Could you return, word for word, everything in the records below from the line containing "Where can you spot the orange" down to the line containing "Where can you spot the dark", including both of those lines and nothing else?
++++ DATA RECORDS
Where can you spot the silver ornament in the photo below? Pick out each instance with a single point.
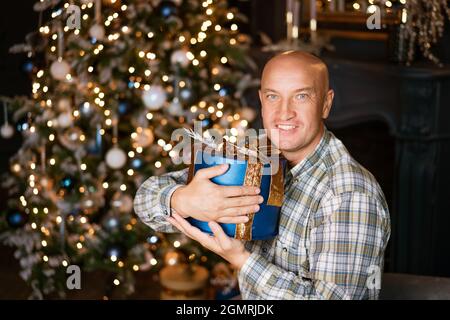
++++++++
++++ DATA RECORDS
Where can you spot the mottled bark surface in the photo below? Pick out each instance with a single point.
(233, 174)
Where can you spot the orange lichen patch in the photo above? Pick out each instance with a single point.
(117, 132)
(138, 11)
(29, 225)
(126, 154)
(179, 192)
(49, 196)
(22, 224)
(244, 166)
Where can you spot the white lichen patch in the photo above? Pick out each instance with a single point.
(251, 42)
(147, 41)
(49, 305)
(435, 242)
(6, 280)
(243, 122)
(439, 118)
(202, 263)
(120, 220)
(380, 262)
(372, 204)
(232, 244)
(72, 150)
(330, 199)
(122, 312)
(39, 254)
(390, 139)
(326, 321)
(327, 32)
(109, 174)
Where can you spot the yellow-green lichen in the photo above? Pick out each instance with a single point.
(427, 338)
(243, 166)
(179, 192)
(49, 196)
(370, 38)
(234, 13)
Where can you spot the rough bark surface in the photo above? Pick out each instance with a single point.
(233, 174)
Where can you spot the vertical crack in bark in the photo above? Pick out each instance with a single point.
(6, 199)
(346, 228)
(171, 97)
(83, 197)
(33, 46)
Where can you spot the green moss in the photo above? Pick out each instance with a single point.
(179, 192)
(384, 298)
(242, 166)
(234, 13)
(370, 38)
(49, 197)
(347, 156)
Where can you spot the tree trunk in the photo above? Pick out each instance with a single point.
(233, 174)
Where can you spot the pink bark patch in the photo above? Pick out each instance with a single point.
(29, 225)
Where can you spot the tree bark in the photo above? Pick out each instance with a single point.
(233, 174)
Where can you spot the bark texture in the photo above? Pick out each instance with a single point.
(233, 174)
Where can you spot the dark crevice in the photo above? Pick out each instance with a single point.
++++++++
**RESPONSE:**
Where can you spot the orange lichen patch in the photo above? Pick out each instance with a single point.
(117, 132)
(138, 11)
(29, 225)
(126, 154)
(179, 192)
(49, 196)
(22, 224)
(244, 166)
Where can you spot the white lichen patch in the photo above? Pick out each instance with a single point.
(251, 42)
(147, 41)
(49, 305)
(435, 242)
(6, 280)
(243, 122)
(439, 118)
(202, 263)
(120, 220)
(380, 262)
(372, 204)
(232, 244)
(72, 150)
(330, 199)
(122, 312)
(39, 254)
(390, 139)
(326, 321)
(327, 32)
(109, 174)
Where can you spot the yellow-green lichen in the photo above? Pick out each instance with a single point.
(427, 338)
(243, 166)
(179, 192)
(49, 196)
(370, 38)
(234, 13)
Where can you spot the rough bark surface in the photo above? Pick out each instance with a single point.
(233, 174)
Where can you spot the vertical crack in bark in the photo above? Pick out each instance with a single point.
(6, 199)
(346, 228)
(171, 97)
(83, 197)
(33, 46)
Where can you spot the green moss in the photo above? Pick out each instance with a single point.
(179, 192)
(384, 298)
(242, 166)
(234, 13)
(370, 38)
(49, 197)
(347, 156)
Where can you spot the tree trunk in the photo above? Pick out each instance with a single point.
(233, 174)
Where can you spot the pink bark patch in the photo above? Pick out each instance with a single point.
(29, 225)
Where can you spot the tree bark in the photo above? Pick out each instance with a single point.
(233, 174)
Where can you spot the bark texture in the photo above? Pick out each instance with a single point.
(233, 174)
Where can you spot the dark crevice in the photo above? Pick out each instance with a single point.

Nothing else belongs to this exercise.